— Entries supplied —
◇ ◇ ◇ ◇ ◇ ◇ ◇

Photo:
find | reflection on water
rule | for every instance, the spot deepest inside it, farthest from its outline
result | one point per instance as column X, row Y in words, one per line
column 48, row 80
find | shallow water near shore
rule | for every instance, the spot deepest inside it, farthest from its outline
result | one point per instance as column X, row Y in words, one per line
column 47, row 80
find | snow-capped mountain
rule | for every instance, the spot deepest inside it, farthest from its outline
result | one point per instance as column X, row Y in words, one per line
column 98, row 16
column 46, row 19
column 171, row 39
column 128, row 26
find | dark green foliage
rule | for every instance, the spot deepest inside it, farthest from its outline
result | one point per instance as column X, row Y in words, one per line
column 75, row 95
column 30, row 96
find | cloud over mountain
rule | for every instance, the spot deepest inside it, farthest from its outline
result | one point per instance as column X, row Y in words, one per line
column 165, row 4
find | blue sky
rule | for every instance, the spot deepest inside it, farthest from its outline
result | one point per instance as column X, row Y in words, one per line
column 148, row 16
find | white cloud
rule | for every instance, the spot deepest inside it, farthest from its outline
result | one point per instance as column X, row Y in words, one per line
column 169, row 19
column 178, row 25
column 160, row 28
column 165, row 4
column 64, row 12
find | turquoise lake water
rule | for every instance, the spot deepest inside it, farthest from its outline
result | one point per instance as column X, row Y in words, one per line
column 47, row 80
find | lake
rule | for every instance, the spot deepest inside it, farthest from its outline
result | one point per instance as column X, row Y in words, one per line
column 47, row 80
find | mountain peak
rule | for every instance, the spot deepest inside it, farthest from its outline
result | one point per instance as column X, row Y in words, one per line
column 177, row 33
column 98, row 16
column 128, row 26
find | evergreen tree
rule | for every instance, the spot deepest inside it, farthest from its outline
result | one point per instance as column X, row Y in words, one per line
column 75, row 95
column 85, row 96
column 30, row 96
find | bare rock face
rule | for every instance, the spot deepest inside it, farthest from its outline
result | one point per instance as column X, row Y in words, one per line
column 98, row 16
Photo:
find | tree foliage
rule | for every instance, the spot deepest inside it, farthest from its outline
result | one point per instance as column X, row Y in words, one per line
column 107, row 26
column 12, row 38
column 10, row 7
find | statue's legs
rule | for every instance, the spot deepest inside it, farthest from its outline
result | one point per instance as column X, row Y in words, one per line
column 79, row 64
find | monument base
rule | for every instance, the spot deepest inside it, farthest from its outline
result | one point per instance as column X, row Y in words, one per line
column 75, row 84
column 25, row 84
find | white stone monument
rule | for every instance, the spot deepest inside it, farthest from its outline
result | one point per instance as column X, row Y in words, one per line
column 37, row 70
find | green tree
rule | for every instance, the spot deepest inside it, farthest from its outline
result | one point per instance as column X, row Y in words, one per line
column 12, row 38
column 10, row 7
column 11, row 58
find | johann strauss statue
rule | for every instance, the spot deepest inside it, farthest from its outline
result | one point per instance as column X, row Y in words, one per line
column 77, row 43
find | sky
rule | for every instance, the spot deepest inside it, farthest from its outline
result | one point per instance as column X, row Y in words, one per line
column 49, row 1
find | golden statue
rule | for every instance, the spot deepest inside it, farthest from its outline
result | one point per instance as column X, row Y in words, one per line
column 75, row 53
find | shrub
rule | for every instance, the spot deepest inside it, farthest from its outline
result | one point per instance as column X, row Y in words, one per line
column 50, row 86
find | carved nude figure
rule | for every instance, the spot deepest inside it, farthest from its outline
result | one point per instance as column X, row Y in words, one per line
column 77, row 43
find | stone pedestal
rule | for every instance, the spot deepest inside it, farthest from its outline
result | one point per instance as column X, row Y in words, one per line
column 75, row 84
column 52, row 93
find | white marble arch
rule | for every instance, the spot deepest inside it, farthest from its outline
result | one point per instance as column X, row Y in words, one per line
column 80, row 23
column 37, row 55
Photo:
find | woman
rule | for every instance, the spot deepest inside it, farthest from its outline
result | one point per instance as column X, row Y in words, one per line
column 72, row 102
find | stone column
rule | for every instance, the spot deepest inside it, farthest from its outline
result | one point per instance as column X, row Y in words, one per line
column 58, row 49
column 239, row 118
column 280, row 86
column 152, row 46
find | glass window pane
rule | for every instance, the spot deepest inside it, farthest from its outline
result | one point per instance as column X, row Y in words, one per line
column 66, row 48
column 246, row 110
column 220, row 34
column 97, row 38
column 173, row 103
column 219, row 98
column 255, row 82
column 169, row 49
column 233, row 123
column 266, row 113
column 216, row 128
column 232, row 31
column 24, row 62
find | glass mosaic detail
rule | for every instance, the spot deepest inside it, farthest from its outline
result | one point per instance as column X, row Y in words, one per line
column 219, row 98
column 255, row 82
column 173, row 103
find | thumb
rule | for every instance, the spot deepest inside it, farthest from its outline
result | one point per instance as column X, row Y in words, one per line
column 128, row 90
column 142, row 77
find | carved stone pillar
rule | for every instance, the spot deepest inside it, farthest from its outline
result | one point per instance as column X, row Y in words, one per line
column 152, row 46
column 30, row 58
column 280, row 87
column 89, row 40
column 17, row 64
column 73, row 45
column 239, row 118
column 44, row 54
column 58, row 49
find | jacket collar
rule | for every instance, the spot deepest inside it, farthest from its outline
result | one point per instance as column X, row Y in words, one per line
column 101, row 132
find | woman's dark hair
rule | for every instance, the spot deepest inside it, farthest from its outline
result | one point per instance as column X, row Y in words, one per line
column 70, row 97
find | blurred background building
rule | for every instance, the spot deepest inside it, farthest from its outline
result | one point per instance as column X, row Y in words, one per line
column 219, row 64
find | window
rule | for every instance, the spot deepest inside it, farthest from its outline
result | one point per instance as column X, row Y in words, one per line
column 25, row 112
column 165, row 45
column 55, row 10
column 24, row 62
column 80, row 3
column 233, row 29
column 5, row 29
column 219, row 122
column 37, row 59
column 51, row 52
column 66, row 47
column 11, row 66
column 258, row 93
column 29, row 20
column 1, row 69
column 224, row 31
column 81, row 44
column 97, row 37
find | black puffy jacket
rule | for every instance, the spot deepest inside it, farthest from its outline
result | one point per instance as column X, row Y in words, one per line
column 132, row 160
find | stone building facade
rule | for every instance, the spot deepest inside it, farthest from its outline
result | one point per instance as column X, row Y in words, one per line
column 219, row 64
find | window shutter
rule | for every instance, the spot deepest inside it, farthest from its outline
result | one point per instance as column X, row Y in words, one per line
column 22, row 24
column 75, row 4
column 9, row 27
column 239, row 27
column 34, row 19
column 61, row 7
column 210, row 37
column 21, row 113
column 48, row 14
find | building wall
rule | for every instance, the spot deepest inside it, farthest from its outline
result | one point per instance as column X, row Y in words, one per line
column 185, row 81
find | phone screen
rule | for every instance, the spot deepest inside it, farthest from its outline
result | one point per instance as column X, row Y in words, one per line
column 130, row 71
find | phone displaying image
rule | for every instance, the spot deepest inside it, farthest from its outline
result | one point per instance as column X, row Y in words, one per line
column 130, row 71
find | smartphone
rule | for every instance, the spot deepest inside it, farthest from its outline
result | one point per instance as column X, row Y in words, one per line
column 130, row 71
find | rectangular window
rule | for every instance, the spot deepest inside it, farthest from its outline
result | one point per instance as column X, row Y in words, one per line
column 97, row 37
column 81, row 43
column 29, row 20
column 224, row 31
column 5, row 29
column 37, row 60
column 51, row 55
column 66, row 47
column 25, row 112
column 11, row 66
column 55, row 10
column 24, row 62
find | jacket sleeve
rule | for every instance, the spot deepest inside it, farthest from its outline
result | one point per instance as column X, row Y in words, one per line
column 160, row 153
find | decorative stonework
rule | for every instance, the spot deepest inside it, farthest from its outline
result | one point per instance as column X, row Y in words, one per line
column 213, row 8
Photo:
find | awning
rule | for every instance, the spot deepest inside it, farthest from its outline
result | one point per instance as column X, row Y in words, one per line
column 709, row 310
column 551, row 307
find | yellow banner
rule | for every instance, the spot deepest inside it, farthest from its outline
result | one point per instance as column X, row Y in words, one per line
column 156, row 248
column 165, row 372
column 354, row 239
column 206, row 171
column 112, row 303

◇ ◇ ◇ ◇ ◇ ◇ ◇

— Task requirements —
Please copy every line from the entries that includes the word "water".

— Answer to the problem —
find | reflection on water
find | shallow water near shore
find | turquoise lake water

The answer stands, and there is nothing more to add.